Problem statement: Format the records below as a Markdown table with two columns, "Row" and "Line." Each nonblank line gets its own numbered row, and blank lines are omitted.

Items stored from a collection

-- begin --

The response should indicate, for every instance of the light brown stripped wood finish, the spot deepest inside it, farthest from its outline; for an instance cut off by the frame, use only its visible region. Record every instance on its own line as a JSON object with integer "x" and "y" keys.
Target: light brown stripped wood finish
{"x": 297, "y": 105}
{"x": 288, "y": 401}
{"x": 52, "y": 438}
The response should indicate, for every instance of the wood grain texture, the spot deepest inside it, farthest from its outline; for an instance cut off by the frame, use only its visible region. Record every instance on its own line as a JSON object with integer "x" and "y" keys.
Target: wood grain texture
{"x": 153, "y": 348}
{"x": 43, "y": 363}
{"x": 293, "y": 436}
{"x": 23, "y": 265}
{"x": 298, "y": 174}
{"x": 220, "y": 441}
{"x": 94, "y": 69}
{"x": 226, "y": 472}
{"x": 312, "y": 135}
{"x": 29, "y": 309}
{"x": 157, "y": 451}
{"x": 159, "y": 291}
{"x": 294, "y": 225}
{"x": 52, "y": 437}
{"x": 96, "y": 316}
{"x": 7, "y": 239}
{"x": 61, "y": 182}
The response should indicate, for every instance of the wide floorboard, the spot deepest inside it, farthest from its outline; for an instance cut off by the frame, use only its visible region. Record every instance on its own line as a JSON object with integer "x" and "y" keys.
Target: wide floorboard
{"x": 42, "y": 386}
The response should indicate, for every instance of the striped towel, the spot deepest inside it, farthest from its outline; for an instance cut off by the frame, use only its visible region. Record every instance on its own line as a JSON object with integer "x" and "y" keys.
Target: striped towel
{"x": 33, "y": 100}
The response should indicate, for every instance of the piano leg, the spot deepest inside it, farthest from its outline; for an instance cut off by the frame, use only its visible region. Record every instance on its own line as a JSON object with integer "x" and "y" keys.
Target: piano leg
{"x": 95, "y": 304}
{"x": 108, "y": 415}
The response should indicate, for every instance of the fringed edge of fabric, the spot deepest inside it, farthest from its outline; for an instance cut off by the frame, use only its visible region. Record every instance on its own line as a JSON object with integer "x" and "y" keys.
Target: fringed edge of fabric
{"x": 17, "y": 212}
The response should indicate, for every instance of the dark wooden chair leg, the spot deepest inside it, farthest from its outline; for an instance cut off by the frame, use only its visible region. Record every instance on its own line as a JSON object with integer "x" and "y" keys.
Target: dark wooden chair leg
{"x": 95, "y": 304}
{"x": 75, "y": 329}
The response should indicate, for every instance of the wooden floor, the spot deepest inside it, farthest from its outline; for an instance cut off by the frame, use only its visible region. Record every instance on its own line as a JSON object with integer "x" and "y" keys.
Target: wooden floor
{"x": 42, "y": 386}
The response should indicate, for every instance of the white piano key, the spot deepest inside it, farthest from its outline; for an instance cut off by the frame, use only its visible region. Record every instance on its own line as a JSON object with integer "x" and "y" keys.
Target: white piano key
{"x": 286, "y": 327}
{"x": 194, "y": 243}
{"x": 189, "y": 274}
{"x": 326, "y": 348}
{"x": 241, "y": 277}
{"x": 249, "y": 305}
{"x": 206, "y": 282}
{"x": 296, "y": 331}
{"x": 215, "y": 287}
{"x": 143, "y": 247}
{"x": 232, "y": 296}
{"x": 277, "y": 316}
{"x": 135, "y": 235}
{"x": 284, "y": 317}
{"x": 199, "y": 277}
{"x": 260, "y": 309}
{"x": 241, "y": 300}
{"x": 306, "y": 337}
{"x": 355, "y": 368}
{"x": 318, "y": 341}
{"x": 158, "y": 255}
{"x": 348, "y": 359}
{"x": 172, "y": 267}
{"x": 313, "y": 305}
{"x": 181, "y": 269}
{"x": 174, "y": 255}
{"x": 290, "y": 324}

-- end --

Completed exercise:
| Row | Line |
|---|---|
| 1 | The response should indicate, for every instance of the light brown stripped wood finish, the spot deepest inside it, farthest from its outline; for an instance cut off by the frame, use only its visible region. Record every instance on its own line as a JSON object with integer "x" and "y" keys. |
| 2 | Target: light brown stripped wood finish |
| 3 | {"x": 297, "y": 105} |
| 4 | {"x": 288, "y": 401} |
| 5 | {"x": 52, "y": 438} |
| 6 | The response should indicate, for every instance of the wood grain texture, the spot deepest inside it, farthest from its outline; for an instance cut off by the frame, use only its visible region. Record every instance on its own line as a JSON object with integer "x" and "y" keys. |
| 7 | Target: wood grain texture |
| 8 | {"x": 153, "y": 348} |
| 9 | {"x": 43, "y": 363} |
| 10 | {"x": 293, "y": 436} |
| 11 | {"x": 23, "y": 265} |
| 12 | {"x": 298, "y": 174} |
| 13 | {"x": 220, "y": 441} |
| 14 | {"x": 94, "y": 69} |
| 15 | {"x": 226, "y": 472} |
| 16 | {"x": 312, "y": 135} |
| 17 | {"x": 29, "y": 309} |
| 18 | {"x": 157, "y": 451} |
| 19 | {"x": 159, "y": 291} |
| 20 | {"x": 294, "y": 225} |
| 21 | {"x": 52, "y": 437} |
| 22 | {"x": 96, "y": 316} |
| 23 | {"x": 7, "y": 239} |
| 24 | {"x": 61, "y": 182} |
| 25 | The response should indicate, for every instance of the wide floorboard, the spot deepest inside it, farthest from its outline; for an instance cut off by the frame, use only its visible region. Record every instance on its own line as a JSON object with integer "x" and "y" keys. |
| 26 | Target: wide floorboard |
| 27 | {"x": 42, "y": 386} |
| 28 | The response should indicate, for every instance of the striped towel, the spot deepest inside it, farthest from its outline; for an instance cut off by the frame, use only its visible region. Record every instance on its own line as a JSON object with integer "x" and "y" keys. |
| 29 | Target: striped towel |
| 30 | {"x": 33, "y": 100} |
| 31 | The response should indicate, for every instance of the piano leg, the spot deepest inside it, farthest from its outline; for an instance cut off by the frame, use only its visible region. Record every instance on its own line as a JSON object with integer "x" and "y" keys. |
| 32 | Target: piano leg |
| 33 | {"x": 95, "y": 304} |
| 34 | {"x": 108, "y": 415} |
| 35 | The response should indicate, for every instance of the fringed edge of fabric, the spot deepest inside it, farthest from its outline; for an instance cut off by the frame, use only its visible region. Record every instance on its own line as a JSON object with integer "x" and "y" keys. |
| 36 | Target: fringed edge of fabric |
| 37 | {"x": 17, "y": 212} |
| 38 | The response should indicate, for every instance of the dark wooden chair leg, the spot deepest inside it, farthest from its outline; for an instance cut off by the frame, use only its visible region. Record every instance on its own line as a JSON object with integer "x" and "y" keys. |
| 39 | Target: dark wooden chair leg |
| 40 | {"x": 95, "y": 304} |
| 41 | {"x": 75, "y": 329} |
| 42 | The response should indicate, for every instance of the wooden floor, the spot deepest inside it, farthest from its outline; for an instance cut off by the frame, use only its visible region. Record every instance on its own line as a JSON object with integer "x" and "y" keys. |
| 43 | Target: wooden floor |
| 44 | {"x": 42, "y": 386} |
| 45 | The response should indicate, for every instance of the white piano key, the spot deepest inside it, farthest from its outline; for an instance cut off by the frame, use only its visible region. Record every instance on its own line as a JSON object with integer "x" and "y" keys. |
| 46 | Target: white piano key |
| 47 | {"x": 286, "y": 327} |
| 48 | {"x": 194, "y": 243} |
| 49 | {"x": 189, "y": 274} |
| 50 | {"x": 326, "y": 348} |
| 51 | {"x": 241, "y": 277} |
| 52 | {"x": 249, "y": 305} |
| 53 | {"x": 206, "y": 282} |
| 54 | {"x": 296, "y": 331} |
| 55 | {"x": 215, "y": 287} |
| 56 | {"x": 143, "y": 247} |
| 57 | {"x": 232, "y": 296} |
| 58 | {"x": 277, "y": 316} |
| 59 | {"x": 135, "y": 235} |
| 60 | {"x": 284, "y": 317} |
| 61 | {"x": 199, "y": 277} |
| 62 | {"x": 260, "y": 309} |
| 63 | {"x": 241, "y": 300} |
| 64 | {"x": 306, "y": 337} |
| 65 | {"x": 355, "y": 368} |
| 66 | {"x": 318, "y": 341} |
| 67 | {"x": 158, "y": 255} |
| 68 | {"x": 348, "y": 359} |
| 69 | {"x": 172, "y": 267} |
| 70 | {"x": 313, "y": 305} |
| 71 | {"x": 181, "y": 269} |
| 72 | {"x": 174, "y": 255} |
| 73 | {"x": 290, "y": 324} |